### СТРАНИЦА
================================

Symphony No. 1 (g-moll), Op. 13, «Winter Daydreams»
Состав оркестра: 2 флейты, флейта-пикколо, 2 гобоя, 2 кларнета, 2 фагота, 4 валторны, 2 трубы, 3 тромбона, туба, литавры, ударная группа, струнные.
История создания
Первая симфония создавалась Чайковским весной и летом 1866 года. В музыке этого сочинения отразились впечатления композитора от русской природы, которую он очень любил; воспоминания детских лет о зимней дороге из далекого уральского городка Воткинска в Петербург, куда родители везли его учиться; картины веселых масленичных гуляний.
Сочинение симфонии шло с трудом. Окончив весной Петербургскую консерваторию, Чайковский был тут же приглашен Николаем Рубинштейном, основателем Московской консерватории, в число ее профессоров. Занятий с учениками было много, они отнимали почти все дневное время, так что для сочинения оставалась лишь ночь. Композитор не любил работать по ночам, да и хрупкое здоровье ему этого не позволяло. Острое переутомление вскоре привело к нервному расстройству. Однако в сентябре Чайковский все же закончил симфонию и отдал ее на суд своих бывших учителей — профессоров Петербургской консерватории А. Рубинштейна и Н. Зарембы. Они сурово раскритиковали первый симфонический опус своего выпускника и отказались включить его в программы концертов Русского музыкального общества, на что Чайковский рассчитывал.
Вернувшись из Петербурга, композитор принялся за переработку симфонии. Вторая редакция была завершена в ноябре, но тоже одобрения не получила. Премьера откладывалась на неопределенное время. Чайковский сумел только организовать исполнение двух средних частей в Москве и Петербурге, но оно прошло почти незамеченным. Лишь один оставшийся неизвестным критик (он подписался инициалами А. Д., которые исследователям расшифровать не удалось — по-видимому это был не музыкант, а просвещенный любитель) написал: «Мы не знаем, чему приписать эту холодность (с которой были приняты исполненные отрывки. — Л. М.), потому что симфония имеет несомненные достоинства. Она в высшей степени мелодична и превосходно инструментована: особенно нам понравилось адажио: оно все составлено из одной темы, чисто русского характера, в которой так и слышится мотив русской песни, захватывающей душу. Несмотря на это, тема совершенно оригинальна». Отзыв удивительно чуткий, несмотря на допущенную неточность — в адажио две, хотя и близко родственные по характеру темы — остался единственным. Профессионалов показанная музыка не привлекла.
Премьера симфонии в полном виде состоялась только 3 (15) февраля 1868 года в Москве, в восьмом симфоническом собрании РМО под управлением Н. Г. Рубинштейна. Но это исполнение оказалось единственным. На него критика также не сочла нужным отреагировать. Симфония больше не исполнялась, казалось, о ней было забыто.

================================

### ЧТО НУЖНО СДЕЛАТЬ
**a)** Когда и где, согласно тексту о Первой симфонии Чайковского, состоялась премьера этой симфонии в полном виде?
**b)** Подхватите текст о Первой симфонии Чайковского сразу после его последнего предложения и напишите продолжение.

================================

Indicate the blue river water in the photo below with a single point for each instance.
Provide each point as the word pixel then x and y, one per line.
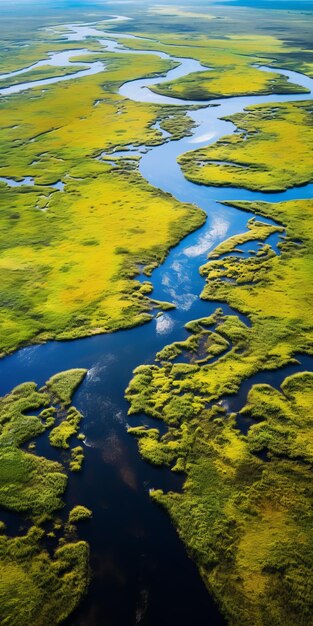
pixel 141 572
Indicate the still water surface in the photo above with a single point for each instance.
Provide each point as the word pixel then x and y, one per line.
pixel 141 573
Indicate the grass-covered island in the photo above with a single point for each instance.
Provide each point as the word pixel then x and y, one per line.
pixel 245 509
pixel 44 569
pixel 79 226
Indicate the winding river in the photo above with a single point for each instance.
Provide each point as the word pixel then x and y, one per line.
pixel 142 574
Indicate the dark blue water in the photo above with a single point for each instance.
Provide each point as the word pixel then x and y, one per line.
pixel 141 572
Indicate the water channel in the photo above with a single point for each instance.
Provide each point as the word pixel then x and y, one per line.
pixel 141 572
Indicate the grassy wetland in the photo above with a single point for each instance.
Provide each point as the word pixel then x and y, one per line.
pixel 80 225
pixel 244 512
pixel 38 585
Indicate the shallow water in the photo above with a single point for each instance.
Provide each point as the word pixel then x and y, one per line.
pixel 141 573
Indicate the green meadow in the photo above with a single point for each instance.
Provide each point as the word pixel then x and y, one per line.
pixel 69 267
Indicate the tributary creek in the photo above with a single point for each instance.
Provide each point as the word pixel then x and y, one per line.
pixel 141 572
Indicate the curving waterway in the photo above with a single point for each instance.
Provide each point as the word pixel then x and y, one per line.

================================

### ОТВЕТЫ К ЗАДАНИЯМ
**a)** 3 (15) февраля 1868 года в Москве, в восьмом симфоническом собрании РМО под управлением Н. Г. Рубинштейна.

**b)**
Через несколько лет, после поездки в Италию в 1874 году, композитор еще раз пересмотрел симфонию: сократил некоторые длинноты, изменил оркестровку. В этой окончательной редакции симфония была издана и исполнена еще через девять лет — в 1883 году в Москве под управлением М. Эрмансдерфера, немецкого дирижера, работавшего в 80-х годах в Москве. Только тогда ее наконец оценили. «Вот это настоящая русская симфония, — писал рецензент. — В каждом такте ее чувствуется, что ее мог написать только русский человек. В выработанную на чужбине форму композитор влагает чисто русское содержание». Но прошло еще три года, когда первый симфонический опыт давно уже прославленного композитора прозвучал и в Петербурге. С тех пор она прочно закрепилась в концертном репертуаре.
Оказавшаяся, по существу, первой русской симфонией (написанная несколько ранее симфония Римского-Корсакова успеха не имела и практически была забыта), она, вместе с тем, явилась и первым образцом лирического симфонизма. Симфония программна. Чайковский дал ей название и подзаголовки первых двух частей. В скерцо, такой «подсказки» не имеющем, использован материал написанной в 1865 году фортепианной сонаты.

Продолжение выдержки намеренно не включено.